Directions — Would you reproduce each line below exactly, leaving every picture out?
Top of Data listing
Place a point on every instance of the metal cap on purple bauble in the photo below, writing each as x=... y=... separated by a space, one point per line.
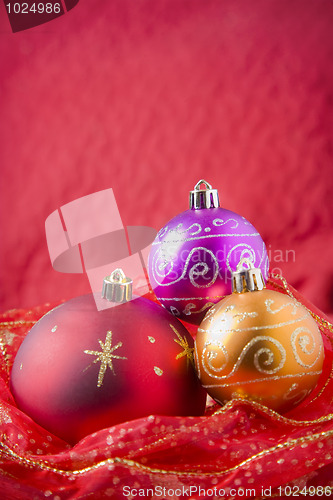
x=117 y=287
x=204 y=198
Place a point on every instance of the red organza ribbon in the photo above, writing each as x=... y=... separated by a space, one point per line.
x=242 y=450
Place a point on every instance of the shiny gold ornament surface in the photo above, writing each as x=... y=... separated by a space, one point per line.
x=260 y=345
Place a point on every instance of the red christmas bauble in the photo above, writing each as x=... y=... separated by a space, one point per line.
x=80 y=370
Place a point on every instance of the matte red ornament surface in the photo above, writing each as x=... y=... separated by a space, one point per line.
x=240 y=446
x=80 y=370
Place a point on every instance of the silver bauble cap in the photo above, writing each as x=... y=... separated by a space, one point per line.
x=247 y=279
x=117 y=287
x=204 y=198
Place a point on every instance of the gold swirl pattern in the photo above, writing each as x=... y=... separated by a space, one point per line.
x=304 y=341
x=262 y=345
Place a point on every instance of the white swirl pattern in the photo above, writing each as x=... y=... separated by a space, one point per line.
x=307 y=345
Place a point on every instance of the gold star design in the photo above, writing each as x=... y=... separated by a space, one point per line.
Bottom of Data listing
Written reply —
Place a point on every instance of the metal cap on purple bauble in the photo below, writing each as x=... y=... separated by a space, one point per line.
x=117 y=287
x=204 y=198
Place a point on every instance of the red organza ribbon in the photo above, writing each as x=... y=... separated by a space, one point per line.
x=242 y=450
Place a point on every instance of the shiny gold ornament surface in the photo above, writing each as x=... y=... separated by a space, one point per line.
x=260 y=345
Place a point on every instance of the red christmas bauble in the photo above, writing each as x=... y=... separated by a space, one point per line.
x=80 y=370
Place a point on every instance of the matte red ornament surface in the photo above, writing each as x=... y=... separated by a space, one point per line.
x=240 y=446
x=80 y=370
Place a point on every instance of the silver bauble cap in the photo above, writing each as x=... y=... separated by a space, one point per line.
x=247 y=279
x=117 y=287
x=204 y=198
Place a point on every instance of the gold swirl pattern in the photo above, writing each as x=... y=... separated by a space, one point per line.
x=304 y=341
x=262 y=345
Place a point on every instance of the white swirl pattern in the photo above, writing each as x=... y=... separated by a space, one point per line.
x=307 y=345
Place a point on every instance of the gold star design in the photo above, writing each as x=... y=... separated by a space, one point per line.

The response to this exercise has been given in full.